Ji-heon mengungkit lamanya Eun-seol kuliah hingga 6 tahun. Dan kebiasaannya menemui Sekretaris Yang (Sekretaris Moo-woon) tanpa sepengetahuannya untuk meminta tolong, Ia benar-benar malu dengan kebodohan Eun-seol. Ji-heon lagi balas dendam nih ceritanya…
Eun-seol protes, ia mengerti bahasa Inggris sedikit sedikit. Dan lagi apa gunanya tahu banyak tapi tidak dipergunakan sama sekali. Seperti Ji-heon. Eun-seol juga mengatakan ia bukan kuliah selama 6 tahun tapi cuti sementara karena tidak punya uang membayar biaya kuliah. Ia minta maaf telah membuat Ji-heon malu sebagai sekretarisnya (dengan nada sindiran). Ji-heon jadi merasa bersalah.
Eun-seol mengatakan mulai akhir minggu ini, sekretaris yang bodoh dan kuat ini akan memulai pelatihan Ji-heon. Ia minta Ji-heon tidak lupa membayar uang lembur, agar ia bisa menggunakan uang untuk sekolah dan membuat dirinya lebih pandai. Eun-seol keluar sambil ngomel-ngomel, pengucapan bahasa Inggris Ji-heon sama jeleknya dengannya.

Soal Latihan:
**A.** Ringkas cerita tentang Ji-heon dan Eun-seol di atas menjadi dua kalimat.
**B.** Teruskan cerita tentang Ji-heon dan Eun-seol di atas, dimulai sesudah kalimat terakhirnya.

Kutipan Materi:
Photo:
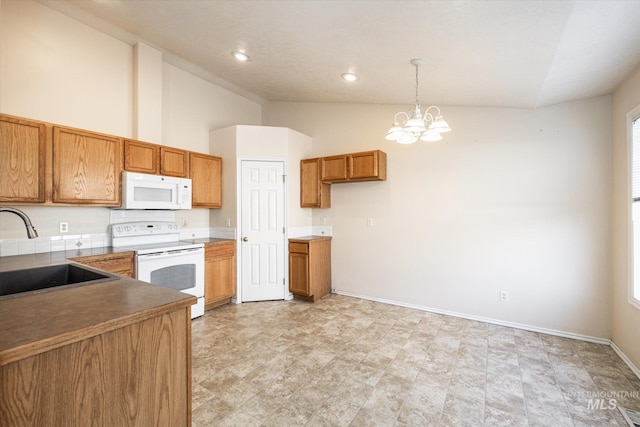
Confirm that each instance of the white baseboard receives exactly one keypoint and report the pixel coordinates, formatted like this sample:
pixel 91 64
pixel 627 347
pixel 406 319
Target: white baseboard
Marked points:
pixel 555 332
pixel 482 319
pixel 625 359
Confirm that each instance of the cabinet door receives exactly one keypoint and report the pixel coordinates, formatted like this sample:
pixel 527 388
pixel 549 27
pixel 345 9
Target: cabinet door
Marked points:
pixel 141 157
pixel 86 167
pixel 313 192
pixel 334 168
pixel 206 175
pixel 174 162
pixel 22 160
pixel 369 165
pixel 299 273
pixel 220 274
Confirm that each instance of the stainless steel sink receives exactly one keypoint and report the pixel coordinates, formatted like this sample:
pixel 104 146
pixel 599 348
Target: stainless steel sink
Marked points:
pixel 53 277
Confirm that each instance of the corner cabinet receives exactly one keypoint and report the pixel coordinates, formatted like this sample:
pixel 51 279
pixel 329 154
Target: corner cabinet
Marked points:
pixel 205 172
pixel 142 157
pixel 313 192
pixel 86 167
pixel 219 273
pixel 310 267
pixel 364 166
pixel 174 162
pixel 317 174
pixel 22 160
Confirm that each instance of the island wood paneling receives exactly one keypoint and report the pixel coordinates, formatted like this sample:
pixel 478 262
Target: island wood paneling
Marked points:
pixel 136 375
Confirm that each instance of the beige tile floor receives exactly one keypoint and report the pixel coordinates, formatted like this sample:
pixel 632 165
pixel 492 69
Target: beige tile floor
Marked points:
pixel 350 362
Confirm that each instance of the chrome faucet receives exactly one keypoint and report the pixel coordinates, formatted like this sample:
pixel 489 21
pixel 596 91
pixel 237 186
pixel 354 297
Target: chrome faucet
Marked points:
pixel 31 230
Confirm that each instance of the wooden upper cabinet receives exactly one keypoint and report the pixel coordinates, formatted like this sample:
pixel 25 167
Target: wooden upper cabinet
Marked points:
pixel 141 157
pixel 363 166
pixel 205 172
pixel 334 168
pixel 22 160
pixel 86 167
pixel 367 166
pixel 174 162
pixel 313 192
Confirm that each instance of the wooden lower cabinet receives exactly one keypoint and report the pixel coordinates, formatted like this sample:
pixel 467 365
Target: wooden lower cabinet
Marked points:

Jawaban Tertulis:
**A.** Ji-heon mengungkit enam tahun kuliah Eun-seol dan kebiasaannya diam-diam meminta tolong Sekretaris Yang, tetapi Eun-seol membantah bahwa ia hanya cuti karena tidak punya uang untuk membayar kuliah dan menyindir Ji-heon hingga Ji-heon merasa bersalah. Eun-seol lalu menyatakan akan memulai pelatihan Ji-heon akhir minggu ini, meminta uang lembur untuk biaya sekolahnya, dan keluar sambil mengomel bahwa pengucapan bahasa Inggris Ji-heon sama jeleknya dengan miliknya.

**B.**
Eun-seol keluar dari kantor Ji-heon dan mendengar Sekretaris Yang menjawab telepon dengan bahasa Inggris yang bagus. Ia menghampiri Sekretaris Yang dan menanyakan sesuatu.
Ji-heon dan Moo-woon bertemu dalam perjalanan ke ruang rapat. Ji-heon mengingatkan kemarin adalah terakhir kalinya Moo-woon bertemu dengan Eun-seol. Mungkin, jawab Moo-woon singkat. Ji-heon minta Moo-woon bertanya langsung padanya (jangan lewat Eun-seol). Moo-woon bertanya apa Ji-heon masih mengira Eun-seol mata-matanya.
“Aku tak peduli. Pokoknya tidak ada kali lain untukmu.”
“Aku tidak ingin begitu,” sahut Moo-woon tersenyum.
Ji-heon berkata baginya Eun-seol istimewa jadi… Apa Eun-seol juga berpikir demikian, tanya Moo-woon. Suatu saat nanti, jawab Ji-heon yakin, karena mulai sekarang ia akan bersikap keren baik di kantor maupun sebagai pria. Tidak mungkin, sahut Moo-woon meremehkan.
Efek begadang Ji-heon adalah dia ketiduran saat rapat. Presdir Cha bahkan sengaja mengeraskan suaranya agar Ji-heon tidak tertidur tapi tak berhasil. Tak tahan lagi, Presdir Cha membentak Ji-heon. Moo-woon tak bisa menahan tawanya.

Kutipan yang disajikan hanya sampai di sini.